■ **Aim of the task**: Copy the listing below word for word, leaving out the picture.
Start
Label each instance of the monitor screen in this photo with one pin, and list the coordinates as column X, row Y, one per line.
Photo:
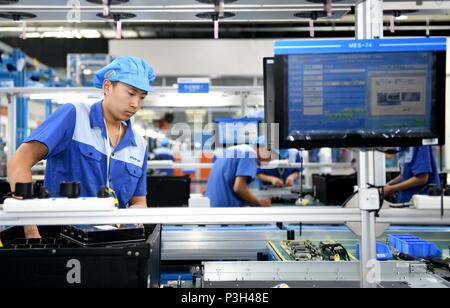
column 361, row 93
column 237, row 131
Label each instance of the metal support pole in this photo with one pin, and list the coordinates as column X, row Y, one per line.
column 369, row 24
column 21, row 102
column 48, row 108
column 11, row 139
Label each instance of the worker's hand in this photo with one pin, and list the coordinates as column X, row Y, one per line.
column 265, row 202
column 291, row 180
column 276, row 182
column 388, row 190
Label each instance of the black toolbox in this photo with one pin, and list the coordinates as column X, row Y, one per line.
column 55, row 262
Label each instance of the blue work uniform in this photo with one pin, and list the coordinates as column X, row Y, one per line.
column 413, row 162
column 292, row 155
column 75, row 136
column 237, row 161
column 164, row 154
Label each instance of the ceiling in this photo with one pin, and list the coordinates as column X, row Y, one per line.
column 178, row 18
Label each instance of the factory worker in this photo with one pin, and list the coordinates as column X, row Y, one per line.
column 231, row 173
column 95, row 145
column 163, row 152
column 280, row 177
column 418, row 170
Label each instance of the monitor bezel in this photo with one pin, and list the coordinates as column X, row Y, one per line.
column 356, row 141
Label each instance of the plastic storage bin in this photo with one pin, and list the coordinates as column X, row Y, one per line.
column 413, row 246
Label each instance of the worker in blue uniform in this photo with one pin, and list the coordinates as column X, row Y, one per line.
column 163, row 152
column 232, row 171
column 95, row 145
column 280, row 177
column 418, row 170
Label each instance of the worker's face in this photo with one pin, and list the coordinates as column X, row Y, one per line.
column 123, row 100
End
■ **Correct answer**:
Label each instance of the monitor screen in this photo with one pin, and list the coordinates as column X, row Y, one per line.
Photo:
column 361, row 93
column 237, row 131
Label each instance of the metal support pole in this photo with one pin, and list the coordinates as column X, row Y, one per line.
column 369, row 24
column 21, row 102
column 48, row 108
column 11, row 139
Label each instance of the worker's hand in this photo with one pin, and list the coordinates as column X, row Y, one per line.
column 265, row 202
column 291, row 180
column 276, row 182
column 388, row 190
Label each instance of the black toolbox in this photo with one pin, and list the coordinates as column X, row Y, one per line.
column 55, row 262
Label each instance of the blue work uniform in this photo with one pin, and list the coordinates as column X, row Y, one per line.
column 413, row 162
column 292, row 155
column 75, row 136
column 237, row 161
column 164, row 154
Label each instance of the ceiling in this photo with one pin, and list the coordinates as column X, row Y, one per line.
column 178, row 18
Label each instance of the factory worker in this photo with one pin, and list the coordinates as column X, row Y, one per line.
column 231, row 173
column 95, row 145
column 163, row 152
column 280, row 177
column 418, row 170
Label each instance of the monitor bezel in this photo with one pin, and list the coordinates as column X, row Y, one per line.
column 356, row 141
Label each instance of the plastic storage bin in this photo with one pin, and list the coordinates as column X, row Y, one per line.
column 413, row 246
Label each instance of the worker in blue uniform in this photo with one pin, and list the coordinates as column X, row Y, one per line.
column 163, row 152
column 232, row 171
column 95, row 145
column 280, row 177
column 418, row 170
Label each instance of the worker's face in this photo with one pin, and list the coordinates as column X, row Y, one per line.
column 123, row 100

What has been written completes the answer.